▸ EXERCISE AIM
Search the records for the word "snow" and pick out every line that has it.

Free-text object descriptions
-----
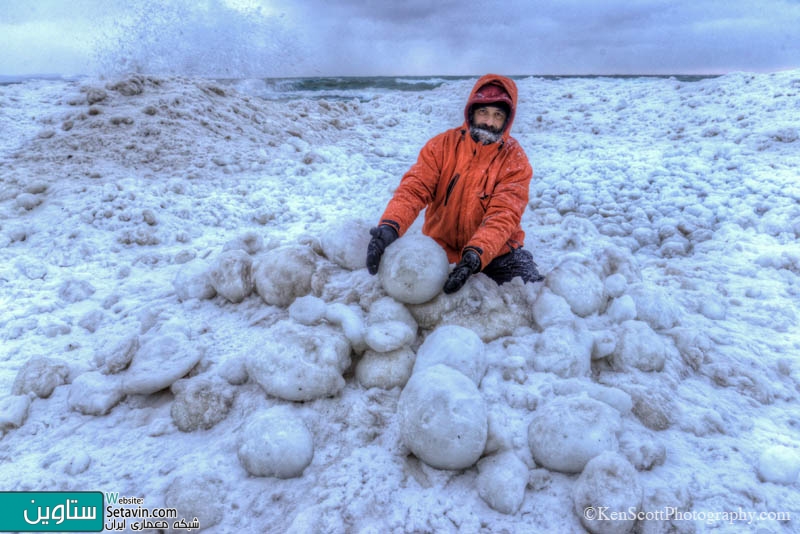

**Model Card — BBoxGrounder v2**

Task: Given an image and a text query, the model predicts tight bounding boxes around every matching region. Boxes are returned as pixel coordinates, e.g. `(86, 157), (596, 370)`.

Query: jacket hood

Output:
(464, 74), (519, 139)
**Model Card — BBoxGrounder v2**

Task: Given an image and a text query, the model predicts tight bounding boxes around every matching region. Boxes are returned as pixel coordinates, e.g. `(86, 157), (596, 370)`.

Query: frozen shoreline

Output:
(1, 72), (799, 533)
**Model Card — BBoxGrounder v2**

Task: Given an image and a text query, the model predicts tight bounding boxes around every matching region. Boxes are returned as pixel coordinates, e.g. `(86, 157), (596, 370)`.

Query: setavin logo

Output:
(0, 492), (103, 532)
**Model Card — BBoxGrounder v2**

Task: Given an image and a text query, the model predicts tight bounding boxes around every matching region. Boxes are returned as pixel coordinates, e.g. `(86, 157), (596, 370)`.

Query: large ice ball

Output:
(528, 395), (621, 473)
(398, 364), (488, 470)
(378, 235), (449, 304)
(237, 408), (314, 479)
(413, 324), (487, 386)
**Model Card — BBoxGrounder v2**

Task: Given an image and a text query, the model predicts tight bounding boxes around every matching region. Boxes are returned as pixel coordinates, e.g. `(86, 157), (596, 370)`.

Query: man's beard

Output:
(469, 123), (504, 145)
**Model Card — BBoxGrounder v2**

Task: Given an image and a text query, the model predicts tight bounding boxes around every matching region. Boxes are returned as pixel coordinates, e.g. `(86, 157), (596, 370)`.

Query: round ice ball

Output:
(378, 235), (449, 304)
(320, 219), (372, 270)
(546, 259), (606, 317)
(398, 364), (488, 470)
(237, 408), (314, 479)
(413, 324), (487, 386)
(528, 395), (621, 473)
(572, 452), (642, 534)
(757, 445), (800, 485)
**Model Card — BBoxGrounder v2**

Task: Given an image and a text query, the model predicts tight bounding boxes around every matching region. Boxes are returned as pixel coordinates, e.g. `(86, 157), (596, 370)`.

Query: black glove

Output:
(443, 249), (481, 294)
(366, 225), (398, 275)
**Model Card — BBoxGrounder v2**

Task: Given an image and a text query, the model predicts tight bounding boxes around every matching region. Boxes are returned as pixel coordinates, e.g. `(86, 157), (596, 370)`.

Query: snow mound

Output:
(756, 445), (800, 485)
(67, 372), (124, 415)
(378, 234), (449, 304)
(12, 356), (71, 399)
(613, 320), (674, 372)
(413, 324), (487, 386)
(253, 245), (318, 307)
(170, 376), (236, 432)
(208, 249), (253, 303)
(237, 407), (314, 479)
(572, 452), (643, 534)
(476, 451), (528, 514)
(356, 347), (415, 390)
(320, 218), (372, 270)
(398, 364), (488, 470)
(546, 259), (606, 317)
(120, 334), (202, 395)
(528, 395), (621, 473)
(245, 320), (350, 401)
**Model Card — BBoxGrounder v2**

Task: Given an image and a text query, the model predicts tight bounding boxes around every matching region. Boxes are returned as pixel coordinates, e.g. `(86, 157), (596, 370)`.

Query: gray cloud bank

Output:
(1, 0), (798, 76)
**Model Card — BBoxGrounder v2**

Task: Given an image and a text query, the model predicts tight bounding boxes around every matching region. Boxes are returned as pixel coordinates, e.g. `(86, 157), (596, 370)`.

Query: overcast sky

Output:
(1, 0), (798, 77)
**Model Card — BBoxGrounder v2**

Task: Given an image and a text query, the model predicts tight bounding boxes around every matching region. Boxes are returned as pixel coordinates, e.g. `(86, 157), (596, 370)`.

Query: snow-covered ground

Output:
(1, 71), (799, 533)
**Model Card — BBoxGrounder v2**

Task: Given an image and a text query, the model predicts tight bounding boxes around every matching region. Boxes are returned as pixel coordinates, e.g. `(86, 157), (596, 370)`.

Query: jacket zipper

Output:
(444, 173), (460, 206)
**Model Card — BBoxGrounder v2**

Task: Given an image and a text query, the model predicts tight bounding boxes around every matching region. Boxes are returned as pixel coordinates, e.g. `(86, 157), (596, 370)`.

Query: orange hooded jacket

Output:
(378, 74), (533, 268)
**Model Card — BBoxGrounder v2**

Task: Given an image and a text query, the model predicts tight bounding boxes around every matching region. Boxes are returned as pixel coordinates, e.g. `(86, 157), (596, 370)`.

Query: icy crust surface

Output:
(1, 72), (800, 532)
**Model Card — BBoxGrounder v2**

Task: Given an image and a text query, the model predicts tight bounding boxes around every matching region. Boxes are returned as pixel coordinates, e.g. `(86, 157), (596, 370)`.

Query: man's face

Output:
(472, 105), (507, 131)
(470, 105), (508, 144)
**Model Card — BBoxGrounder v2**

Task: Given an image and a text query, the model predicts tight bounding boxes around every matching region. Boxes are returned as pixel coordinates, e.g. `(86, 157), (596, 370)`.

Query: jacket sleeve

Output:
(466, 144), (532, 266)
(377, 135), (444, 236)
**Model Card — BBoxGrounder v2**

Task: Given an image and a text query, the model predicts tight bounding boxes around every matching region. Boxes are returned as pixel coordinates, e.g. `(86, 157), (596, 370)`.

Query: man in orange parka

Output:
(366, 73), (544, 294)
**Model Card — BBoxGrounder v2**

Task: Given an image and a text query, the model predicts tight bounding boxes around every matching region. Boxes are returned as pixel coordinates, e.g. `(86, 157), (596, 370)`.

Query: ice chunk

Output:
(476, 451), (528, 514)
(355, 347), (415, 390)
(546, 259), (606, 317)
(618, 428), (667, 471)
(120, 334), (202, 395)
(67, 372), (124, 416)
(604, 273), (628, 299)
(95, 334), (139, 374)
(325, 303), (367, 353)
(0, 395), (31, 432)
(208, 249), (253, 303)
(757, 445), (800, 485)
(12, 356), (71, 399)
(170, 376), (236, 432)
(245, 321), (350, 401)
(378, 234), (449, 304)
(613, 320), (672, 372)
(528, 395), (621, 473)
(606, 295), (637, 323)
(531, 287), (576, 328)
(572, 452), (643, 534)
(628, 284), (681, 330)
(288, 295), (328, 325)
(408, 275), (531, 341)
(364, 321), (415, 353)
(222, 231), (264, 255)
(58, 278), (96, 303)
(530, 323), (593, 378)
(398, 364), (488, 470)
(237, 407), (314, 478)
(320, 219), (372, 270)
(164, 474), (224, 529)
(253, 245), (317, 307)
(412, 325), (487, 386)
(173, 261), (216, 302)
(367, 297), (418, 334)
(591, 330), (617, 360)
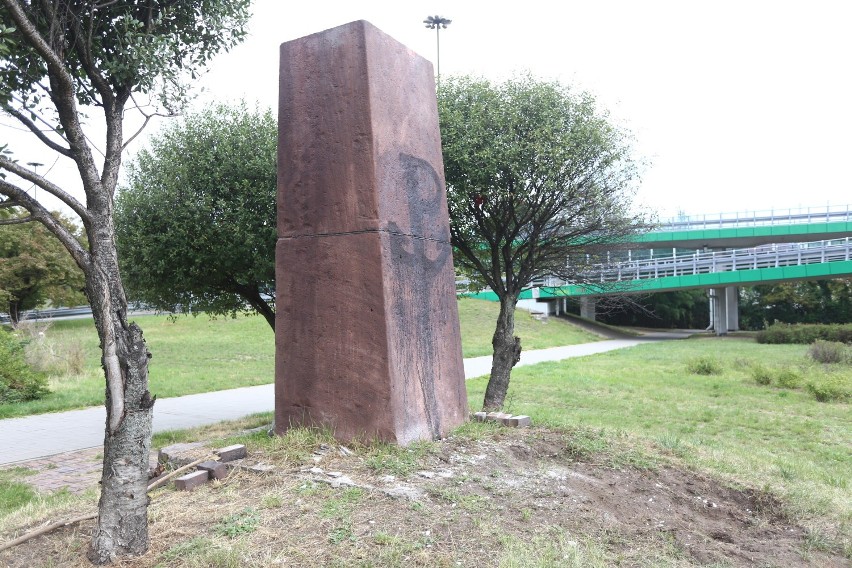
-----
▸ WRITTEN REPLY
Query: snow mound
Query: snow-covered ground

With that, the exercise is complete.